• [Collected data]:
------------------------------------------------

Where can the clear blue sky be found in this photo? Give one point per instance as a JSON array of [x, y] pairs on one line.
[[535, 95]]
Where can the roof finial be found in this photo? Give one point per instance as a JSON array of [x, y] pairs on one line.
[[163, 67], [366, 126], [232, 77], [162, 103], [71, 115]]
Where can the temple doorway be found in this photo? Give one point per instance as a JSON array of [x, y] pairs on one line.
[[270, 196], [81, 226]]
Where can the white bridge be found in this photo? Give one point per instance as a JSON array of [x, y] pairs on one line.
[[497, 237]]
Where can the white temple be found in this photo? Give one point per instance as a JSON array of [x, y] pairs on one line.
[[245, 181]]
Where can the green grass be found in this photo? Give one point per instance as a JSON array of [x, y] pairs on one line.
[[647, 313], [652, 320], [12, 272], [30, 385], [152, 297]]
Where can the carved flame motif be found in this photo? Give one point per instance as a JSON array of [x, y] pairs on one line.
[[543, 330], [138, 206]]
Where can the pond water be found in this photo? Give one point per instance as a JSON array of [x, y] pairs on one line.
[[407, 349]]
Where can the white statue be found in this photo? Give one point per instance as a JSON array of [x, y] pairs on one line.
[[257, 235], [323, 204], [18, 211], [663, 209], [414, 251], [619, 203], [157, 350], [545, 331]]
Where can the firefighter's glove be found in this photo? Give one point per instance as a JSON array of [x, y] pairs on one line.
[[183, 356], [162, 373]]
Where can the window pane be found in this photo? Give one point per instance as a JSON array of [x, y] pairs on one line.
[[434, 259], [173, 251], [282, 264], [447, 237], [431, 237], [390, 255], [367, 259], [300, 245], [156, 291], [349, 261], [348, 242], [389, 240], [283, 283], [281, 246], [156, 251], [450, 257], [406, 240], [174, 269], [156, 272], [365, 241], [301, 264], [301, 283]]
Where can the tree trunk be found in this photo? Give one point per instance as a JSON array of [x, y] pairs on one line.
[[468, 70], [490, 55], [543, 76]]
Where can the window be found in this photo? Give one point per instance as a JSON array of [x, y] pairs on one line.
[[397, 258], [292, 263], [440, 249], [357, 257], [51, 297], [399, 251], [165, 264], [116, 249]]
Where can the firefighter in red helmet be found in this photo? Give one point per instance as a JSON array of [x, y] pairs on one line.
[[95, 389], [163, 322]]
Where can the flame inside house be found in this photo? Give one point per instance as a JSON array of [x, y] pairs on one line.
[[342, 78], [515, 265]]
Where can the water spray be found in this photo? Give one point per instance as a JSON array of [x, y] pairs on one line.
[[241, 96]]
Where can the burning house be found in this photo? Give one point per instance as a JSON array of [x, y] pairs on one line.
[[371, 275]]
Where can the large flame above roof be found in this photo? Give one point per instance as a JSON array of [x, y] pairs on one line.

------------------------------------------------

• [Exercise]:
Copy out the rows above word for word, from the line containing "Where can the pond" through the line containing "[[95, 389], [163, 322]]", including both of those lines.

• [The reply]:
Where can the pond water be found in this photo? Give one point per instance as a JSON array of [x, y] pairs on one line.
[[407, 349]]
Where can the white statue be found in this photo? Give one point per instance as a JSON array of [x, y] pairs on one line.
[[257, 235], [323, 204], [18, 211], [663, 209], [414, 251], [619, 203], [157, 350], [545, 331]]
Where can the firefighter's glove be found in this photo? Give one point per instance as a JSON array of [x, y] pairs on one line.
[[183, 356], [162, 373]]
Where can the window pane be found in this photo? Give one point per instance as a JSON array of [x, y] pairs on one line.
[[434, 259], [173, 251], [282, 264], [447, 237], [431, 237], [390, 255], [367, 259], [300, 245], [156, 291], [349, 261], [348, 242], [389, 240], [283, 283], [281, 246], [156, 251], [450, 257], [406, 240], [174, 269], [156, 272], [365, 241], [301, 264], [301, 283]]
Where can the tree trunk be found in this photo? Give one point per instance as a JSON array of [x, y] pairs on one line.
[[468, 70], [490, 55], [543, 76]]
Where can the window be found in this photo? Give one point per instance as a JSON array of [x, y] pairs on one line.
[[397, 258], [292, 263], [440, 249], [357, 257], [51, 297], [399, 251], [165, 264], [116, 249]]
Where can the firefighter in red helmet be found in this photo? Give one point per instance as a JSON array of [x, y] pairs on one line.
[[95, 389], [163, 322]]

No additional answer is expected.